## Stated problem 1
Copy the following forum post about the gRPC stream timeout word for word.
== Passage
Instead of waiting 60 seconds on the server side I now wait 5 seconds( using Task.Delay;) ) and I repeat the streaming call 10 times. The Stream removed error now appears after 35 seconds, which leads me to believe that the timeout is at 30 seconds instead of the before mentioned 60 seconds. Also sending request 30 seconds after the stream was created will still result in a stream removed error despite "refreshing" the stream every 5 seconds.

To answer your questions:

  • I am not sure exactly how the traffic goes from my client PC within our business network towards Azure, but there are multiple hoops the traffic has to go through before it reaches Azure.
  • The error seems to appear on the client, the stream removed as the first thing after trying to call the RPC as long as it has been at least 30 seconds since the stream was started.
  • Yes, it always gets terminated after the exact same amount of time.

Attached I have the client side logging when using Grpc.Core.Channel(ChannelOutput.log) and when using Grpc.Net.Client.GrpcChannel(GrpcChannelOutput.log) to do the same calls.
ChannelOutput.log
GrpcChannelOutput.log

@tonydnewell
Copy link
Contributor

tonydnewell commented Feb 3, 2023

@Pascal1986 Thank you for the additional information. A very brief look at the log files does confirm that the connection is being dropped on the non-client side (server or something in between). I will spend some time later seeing whether I can reproduce this. but I expect it is specific to you environment.

I see you have provided extracts for the code used above, but are you have to provide complete example code (zip or github repository) for a test client and server so I can make sure I'm testing exactly the same code as you are using?
====
## Stated problem 2
Update the entries starting at the line that contains "Class, locate every instance of the plastic" and ending at the last of the entries, replacing every "metal" with "steel" and leaving all else unchanged.
== Dataset records
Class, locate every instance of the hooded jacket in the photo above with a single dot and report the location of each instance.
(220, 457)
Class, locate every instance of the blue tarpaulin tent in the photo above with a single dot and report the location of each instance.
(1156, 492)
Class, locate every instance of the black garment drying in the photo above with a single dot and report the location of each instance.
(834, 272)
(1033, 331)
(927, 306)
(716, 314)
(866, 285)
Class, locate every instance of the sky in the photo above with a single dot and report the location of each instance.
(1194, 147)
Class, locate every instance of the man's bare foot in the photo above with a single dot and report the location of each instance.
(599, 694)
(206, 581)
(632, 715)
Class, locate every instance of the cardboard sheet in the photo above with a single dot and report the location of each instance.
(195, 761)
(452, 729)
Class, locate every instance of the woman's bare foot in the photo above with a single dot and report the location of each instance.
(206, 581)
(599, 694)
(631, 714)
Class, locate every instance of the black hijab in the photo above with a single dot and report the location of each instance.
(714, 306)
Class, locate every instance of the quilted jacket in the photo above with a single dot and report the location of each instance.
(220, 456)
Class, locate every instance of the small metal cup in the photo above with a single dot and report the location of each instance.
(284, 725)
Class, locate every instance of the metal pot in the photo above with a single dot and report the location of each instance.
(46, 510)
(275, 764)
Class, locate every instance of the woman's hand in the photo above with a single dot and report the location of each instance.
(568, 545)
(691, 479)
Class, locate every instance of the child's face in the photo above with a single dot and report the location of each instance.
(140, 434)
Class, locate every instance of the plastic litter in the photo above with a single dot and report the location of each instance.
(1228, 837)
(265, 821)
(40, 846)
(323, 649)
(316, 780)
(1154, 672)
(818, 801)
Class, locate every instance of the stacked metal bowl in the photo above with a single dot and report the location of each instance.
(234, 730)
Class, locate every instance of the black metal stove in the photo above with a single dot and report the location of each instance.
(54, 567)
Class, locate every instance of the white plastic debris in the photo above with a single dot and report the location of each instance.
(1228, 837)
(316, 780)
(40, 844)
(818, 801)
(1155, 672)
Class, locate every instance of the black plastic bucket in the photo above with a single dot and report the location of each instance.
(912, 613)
====
## Solution 1
Instead of waiting 60 seconds on the server side I now wait 5 seconds( using Task.Delay;) ) and I repeat the streaming call 10 times. The Stream removed error now appears after 35 seconds, which leads me to believe that the timeout is at 30 seconds instead of the before mentioned 60 seconds. Also sending request 30 seconds after the stream was created will still result in a stream removed error despite "refreshing" the stream every 5 seconds.

To answer your questions:

  • I am not sure exactly how the traffic goes from my client PC within our business network towards Azure, but there are multiple hoops the traffic has to go through before it reaches Azure.
  • The error seems to appear on the client, the stream removed as the first thing after trying to call the RPC as long as it has been at least 30 seconds since the stream was started.
  • Yes, it always gets terminated after the exact same amount of time.

Attached I have the client side logging when using Grpc.Core.Channel(ChannelOutput.log) and when using Grpc.Net.Client.GrpcChannel(GrpcChannelOutput.log) to do the same calls.
ChannelOutput.log
GrpcChannelOutput.log

@tonydnewell
Copy link
Contributor

tonydnewell commented Feb 3, 2023

@Pascal1986 Thank you for the additional information. A very brief look at the log files does confirm that the connection is being dropped on the non-client side (server or something in between). I will spend some time later seeing whether I can reproduce this. but I expect it is specific to you environment.

I see you have provided extracts for the code used above, but are you have to provide complete example code (zip or github repository) for a test client and server so I can make sure I'm testing exactly the same code as you are using?

## Solution 2
Class, locate every instance of the plastic litter in the photo above with a single dot and report the location of each instance.
(1228, 837)
(265, 821)
(40, 846)
(323, 649)
(316, 780)
(1154, 672)
(818, 801)
Class, locate every instance of the stacked steel bowl in the photo above with a single dot and report the location of each instance.
(234, 730)
Class, locate every instance of the black steel stove in the photo above with a single dot and report the location of each instance.
(54, 567)
Class, locate every instance of the white plastic debris in the photo above with a single dot and report the location of each instance.
(1228, 837)
(316, 780)
(40, 844)
(818, 801)
(1155, 672)
Class, locate every instance of the black plastic bucket in the photo above with a single dot and report the location of each instance.
(912, 613)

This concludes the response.